## Short problem
Reproduce each of the following lines verbatim, in the order given.

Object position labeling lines
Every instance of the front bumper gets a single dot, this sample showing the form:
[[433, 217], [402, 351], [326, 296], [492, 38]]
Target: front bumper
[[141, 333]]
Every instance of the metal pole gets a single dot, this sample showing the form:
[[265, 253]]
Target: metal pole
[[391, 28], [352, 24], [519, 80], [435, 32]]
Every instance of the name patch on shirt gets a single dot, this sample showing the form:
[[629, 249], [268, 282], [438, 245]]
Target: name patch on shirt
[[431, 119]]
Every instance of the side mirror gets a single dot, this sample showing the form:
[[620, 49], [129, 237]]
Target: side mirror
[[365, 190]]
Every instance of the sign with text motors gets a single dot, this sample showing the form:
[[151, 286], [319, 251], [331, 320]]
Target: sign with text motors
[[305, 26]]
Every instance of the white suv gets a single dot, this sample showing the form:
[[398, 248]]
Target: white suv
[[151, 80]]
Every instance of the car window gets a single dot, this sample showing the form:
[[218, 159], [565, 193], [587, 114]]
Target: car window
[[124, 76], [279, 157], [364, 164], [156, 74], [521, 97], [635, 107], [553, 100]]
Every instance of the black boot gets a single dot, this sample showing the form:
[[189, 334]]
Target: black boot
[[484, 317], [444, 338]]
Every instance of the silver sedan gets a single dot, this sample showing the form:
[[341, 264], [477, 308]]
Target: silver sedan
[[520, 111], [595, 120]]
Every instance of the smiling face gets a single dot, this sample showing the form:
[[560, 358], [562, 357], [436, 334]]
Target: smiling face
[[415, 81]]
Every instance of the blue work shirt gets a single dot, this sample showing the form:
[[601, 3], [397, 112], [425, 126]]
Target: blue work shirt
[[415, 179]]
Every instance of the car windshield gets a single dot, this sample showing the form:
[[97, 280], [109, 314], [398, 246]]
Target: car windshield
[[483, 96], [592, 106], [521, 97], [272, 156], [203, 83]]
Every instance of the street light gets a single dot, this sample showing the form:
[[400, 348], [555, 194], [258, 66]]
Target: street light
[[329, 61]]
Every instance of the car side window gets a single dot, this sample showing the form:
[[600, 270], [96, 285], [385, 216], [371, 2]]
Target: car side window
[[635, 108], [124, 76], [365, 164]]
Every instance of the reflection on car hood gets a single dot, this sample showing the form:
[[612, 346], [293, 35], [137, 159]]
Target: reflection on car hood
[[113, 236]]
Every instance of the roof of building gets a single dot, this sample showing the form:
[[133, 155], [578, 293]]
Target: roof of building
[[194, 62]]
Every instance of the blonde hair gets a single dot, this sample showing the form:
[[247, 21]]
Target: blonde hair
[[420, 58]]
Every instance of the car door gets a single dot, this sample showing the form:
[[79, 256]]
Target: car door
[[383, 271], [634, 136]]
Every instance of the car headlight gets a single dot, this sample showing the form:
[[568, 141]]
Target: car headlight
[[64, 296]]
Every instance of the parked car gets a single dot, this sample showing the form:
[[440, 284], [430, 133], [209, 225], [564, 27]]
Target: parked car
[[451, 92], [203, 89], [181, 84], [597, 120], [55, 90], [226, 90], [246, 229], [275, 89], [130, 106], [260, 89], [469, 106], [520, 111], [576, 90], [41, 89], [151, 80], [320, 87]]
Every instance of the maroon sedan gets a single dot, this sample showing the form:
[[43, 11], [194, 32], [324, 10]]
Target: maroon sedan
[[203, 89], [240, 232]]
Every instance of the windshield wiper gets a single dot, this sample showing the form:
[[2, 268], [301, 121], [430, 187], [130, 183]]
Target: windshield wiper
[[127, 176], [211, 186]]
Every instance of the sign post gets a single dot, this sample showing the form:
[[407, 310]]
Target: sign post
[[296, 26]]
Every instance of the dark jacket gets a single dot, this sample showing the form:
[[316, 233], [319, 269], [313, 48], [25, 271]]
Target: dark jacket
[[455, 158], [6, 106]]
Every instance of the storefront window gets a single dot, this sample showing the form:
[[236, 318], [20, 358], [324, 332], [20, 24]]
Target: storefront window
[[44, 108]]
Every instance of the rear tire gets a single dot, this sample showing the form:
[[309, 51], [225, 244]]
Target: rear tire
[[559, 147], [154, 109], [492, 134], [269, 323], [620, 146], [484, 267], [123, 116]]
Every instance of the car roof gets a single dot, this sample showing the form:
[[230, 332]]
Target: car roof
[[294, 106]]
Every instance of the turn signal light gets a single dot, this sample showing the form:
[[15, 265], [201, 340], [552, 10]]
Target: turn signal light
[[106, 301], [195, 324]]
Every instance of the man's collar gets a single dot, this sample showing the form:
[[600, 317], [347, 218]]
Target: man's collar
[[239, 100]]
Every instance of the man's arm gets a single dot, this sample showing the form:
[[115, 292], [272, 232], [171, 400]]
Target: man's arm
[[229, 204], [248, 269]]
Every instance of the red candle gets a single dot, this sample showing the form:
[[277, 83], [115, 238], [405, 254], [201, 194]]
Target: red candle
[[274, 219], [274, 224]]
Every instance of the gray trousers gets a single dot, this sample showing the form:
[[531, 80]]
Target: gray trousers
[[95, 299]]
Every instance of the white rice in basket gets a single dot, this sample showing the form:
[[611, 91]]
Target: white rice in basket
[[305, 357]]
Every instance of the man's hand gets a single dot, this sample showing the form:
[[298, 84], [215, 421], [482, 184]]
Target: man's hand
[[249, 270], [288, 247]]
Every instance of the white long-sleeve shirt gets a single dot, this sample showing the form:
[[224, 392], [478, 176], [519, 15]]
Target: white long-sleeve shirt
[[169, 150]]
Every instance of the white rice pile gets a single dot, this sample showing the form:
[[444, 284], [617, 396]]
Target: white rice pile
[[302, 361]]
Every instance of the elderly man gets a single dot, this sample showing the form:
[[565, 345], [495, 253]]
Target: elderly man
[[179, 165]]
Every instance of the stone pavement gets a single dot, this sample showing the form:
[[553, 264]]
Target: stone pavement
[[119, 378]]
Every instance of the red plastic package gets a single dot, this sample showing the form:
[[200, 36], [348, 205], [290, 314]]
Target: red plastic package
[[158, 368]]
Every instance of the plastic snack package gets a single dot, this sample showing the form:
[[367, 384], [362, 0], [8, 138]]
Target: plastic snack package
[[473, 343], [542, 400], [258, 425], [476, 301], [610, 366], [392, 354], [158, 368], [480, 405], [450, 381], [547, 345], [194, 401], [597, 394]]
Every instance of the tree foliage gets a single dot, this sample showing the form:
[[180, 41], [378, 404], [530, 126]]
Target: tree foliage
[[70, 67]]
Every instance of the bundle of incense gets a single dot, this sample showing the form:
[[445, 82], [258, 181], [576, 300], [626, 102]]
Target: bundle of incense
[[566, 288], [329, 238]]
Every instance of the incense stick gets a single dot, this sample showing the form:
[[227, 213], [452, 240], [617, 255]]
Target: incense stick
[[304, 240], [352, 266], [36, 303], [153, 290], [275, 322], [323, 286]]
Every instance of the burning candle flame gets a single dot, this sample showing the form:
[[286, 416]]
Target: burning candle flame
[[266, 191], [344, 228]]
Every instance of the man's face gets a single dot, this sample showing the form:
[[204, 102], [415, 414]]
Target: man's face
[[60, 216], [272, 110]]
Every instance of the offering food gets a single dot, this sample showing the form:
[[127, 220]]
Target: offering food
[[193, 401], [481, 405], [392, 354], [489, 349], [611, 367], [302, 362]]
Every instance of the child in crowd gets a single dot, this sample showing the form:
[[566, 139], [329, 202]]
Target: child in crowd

## Correct answer
Every instance of the front bumper gets a single dot, this sample showing the form:
[[433, 217], [402, 351], [326, 296], [492, 38]]
Target: front bumper
[[141, 333]]
Every instance of the metal pole gets a single dot, this sample showing the form:
[[265, 253]]
Target: metal pole
[[391, 28], [352, 24], [519, 80], [435, 32]]
Every instance of the name patch on shirt gets a single dot, this sample showing the form:
[[629, 249], [268, 282], [438, 245]]
Target: name patch on shirt
[[431, 119]]
Every instance of the side mirror gets a single dot, this sample showing the form:
[[620, 49], [129, 237]]
Target: side mirror
[[365, 190]]
Every instance of the sign with text motors gets a single dot, this sample showing the form:
[[151, 286], [319, 251], [331, 320]]
Target: sign with text motors
[[305, 26]]
Every instance of the white suv gets a single dot, this sample showing the form:
[[398, 248]]
Target: white suv
[[151, 80]]
Every instance of the car window gets a single dot, this sample showing the form:
[[218, 159], [565, 193], [587, 114]]
Target: car window
[[124, 76], [279, 157], [364, 164], [156, 74], [521, 97], [635, 107], [553, 100]]
Every instance of the black boot gets a single dot, this sample showing the form:
[[189, 334]]
Target: black boot
[[484, 317], [444, 338]]
Every instance of the silver sedan gets a single dot, this sample showing the form:
[[341, 264], [477, 308]]
Target: silver sedan
[[520, 111], [595, 120]]
Every instance of the smiling face gets a single dot, this sample showing the form:
[[560, 358], [562, 357], [436, 334]]
Target: smiling face
[[415, 81]]
Every instance of the blue work shirt gets a single dot, this sample showing the form:
[[601, 3], [397, 112], [425, 126]]
Target: blue work shirt
[[415, 179]]
Every instance of the car windshield gets a single dot, this sample showing the form:
[[97, 280], [109, 314], [398, 246]]
Target: car windshield
[[483, 96], [592, 106], [521, 97], [272, 156], [203, 83]]
Every instance of the street light gets a single dot, this sample showing the form:
[[400, 348], [555, 194], [258, 66]]
Target: street light
[[329, 61]]
Every instance of the car side window gets a single dot, this sample showing the form:
[[600, 270], [96, 285], [385, 216], [371, 2]]
Target: car side window
[[635, 108], [124, 76], [365, 164]]
Every instance of the reflection on car hood gets a single dot, this sample showing the form:
[[612, 346], [293, 35], [137, 159]]
Target: reflection on car hood
[[113, 236]]
Every instance of the roof of building gets a single dot, this sample showing the form:
[[133, 155], [578, 293]]
Target: roof of building
[[194, 62]]
Every instance of the blonde hair gets a single dot, this sample showing the form:
[[247, 21]]
Target: blonde hair
[[420, 58]]
Every instance of the car door gets a single dot, this sample showing the form:
[[79, 256]]
Target: car door
[[383, 271], [634, 136]]
Every instance of the car headlight gets a single dot, this sample showing the form:
[[568, 141]]
Target: car headlight
[[64, 296]]
Every instance of the parked car gets a single dot, this sample showing the form:
[[440, 284], [430, 133], [209, 225], [564, 27]]
Target: parked car
[[451, 92], [203, 89], [181, 84], [597, 120], [55, 90], [226, 90], [246, 229], [275, 89], [130, 106], [260, 89], [469, 106], [520, 111], [576, 90], [41, 89], [151, 80], [320, 87]]
Every instance of the maroon sedan gets a single dot, this sample showing the form:
[[43, 11], [194, 32], [324, 10]]
Target: maroon sedan
[[203, 89], [240, 232]]
Every instance of the windshield wiper gets a single dot, this sample showing the form:
[[2, 268], [301, 121], [430, 187], [130, 183]]
Target: windshield wiper
[[127, 176], [211, 186]]
Every instance of the sign post gets a single dot, this sample showing the form:
[[407, 310]]
Target: sign post
[[296, 26]]
Every instance of the dark jacket gets a single dot, this sample showing the form:
[[316, 233], [319, 269], [313, 48], [25, 271]]
Target: dark jacket
[[455, 158], [6, 106]]
Every instance of the storefront window gets a single dot, this sample showing the form:
[[236, 318], [20, 358], [324, 332], [20, 24]]
Target: storefront window
[[44, 108]]
Every instance of the rear tire gets a single dot, this sample showing the form:
[[309, 51], [225, 244]]
Target: rear tire
[[559, 147], [154, 109], [492, 134], [269, 323], [620, 146], [484, 267], [123, 116]]
Every instance of the car roof gets a single dot, this sample showing the form:
[[230, 332]]
Target: car roof
[[294, 106]]
Every instance of the turn signal light gets a single dot, this sample showing the form:
[[15, 265], [201, 340], [552, 10]]
Target: turn signal light
[[106, 301], [195, 324]]
Every instance of the man's collar gets a single dot, this sample showing the form:
[[600, 317], [347, 218]]
Target: man's collar
[[239, 100]]
Every instance of the man's arm gets a single dot, this sample showing the form:
[[115, 292], [272, 232], [171, 400]]
Target: man's arm
[[229, 204], [248, 269]]
Every instance of the red candle gets a single dot, this sample showing the form:
[[277, 83], [115, 238], [405, 254], [201, 194]]
Target: red candle
[[274, 219], [274, 224]]
Every instance of the gray trousers gets a single dot, this sample showing the form:
[[531, 80]]
Target: gray trousers
[[95, 299]]
Every instance of the white rice in basket gets a single dot, this sample showing the form:
[[611, 91]]
Target: white rice in basket
[[305, 357]]
Every instance of the man's hand gets a single dot, this sample showing the form:
[[298, 84], [215, 421], [482, 184]]
Target: man's hand
[[249, 270], [288, 247]]
Every instance of the white long-sleeve shirt gets a single dot, this sample showing the form:
[[224, 392], [478, 176], [519, 15]]
Target: white long-sleeve shirt
[[169, 150]]
Every instance of the white rice pile gets a single dot, this sample showing the form:
[[444, 284], [617, 396]]
Target: white rice pile
[[302, 361]]
Every instance of the elderly man gets a single dot, this sample showing the form:
[[565, 345], [495, 253]]
Target: elderly man
[[179, 165]]
Every instance of the stone pavement gets a single dot, this sample showing the form:
[[553, 264]]
Target: stone pavement
[[119, 378]]
Every instance of the red plastic package gets a single dot, this sample showing the form:
[[200, 36], [348, 205], [290, 314]]
Target: red plastic package
[[158, 368]]
Every instance of the plastic snack package gets a single dot, this sample showing the form:
[[367, 384], [362, 0], [8, 138]]
Target: plastic snack package
[[473, 343], [542, 400], [258, 425], [476, 301], [610, 366], [392, 354], [158, 368], [480, 405], [450, 381], [547, 345], [194, 401], [597, 394]]
Every instance of the tree foliage gets a single dot, this sample showing the form:
[[180, 41], [378, 404], [530, 126]]
Target: tree foliage
[[70, 67]]
Every instance of the bundle of incense gets a single dot, this sample showing the form:
[[445, 82], [258, 181], [576, 300], [626, 102]]
Target: bundle of incense
[[566, 288], [329, 238]]
Every instance of the incense stick gets a single dot, this sample showing the form:
[[227, 213], [452, 240], [617, 255]]
Target: incense stick
[[304, 240], [352, 266], [36, 303], [153, 290], [275, 322], [323, 286]]
Every instance of the burning candle flame gets a single dot, this sample showing the form:
[[286, 416]]
Target: burning candle flame
[[266, 191], [344, 228]]
Every instance of the man's face gets a single dot, this sample showing the form:
[[204, 102], [415, 414]]
Target: man's face
[[60, 216], [272, 110]]
Every instance of the offering food gets a single dot, this sample showing the form:
[[127, 220]]
Target: offering food
[[193, 401], [481, 405], [392, 354], [489, 349], [611, 367], [302, 362]]
Every instance of the child in crowd gets a single dot, this sample showing the form:
[[566, 139], [329, 202]]
Target: child in crowd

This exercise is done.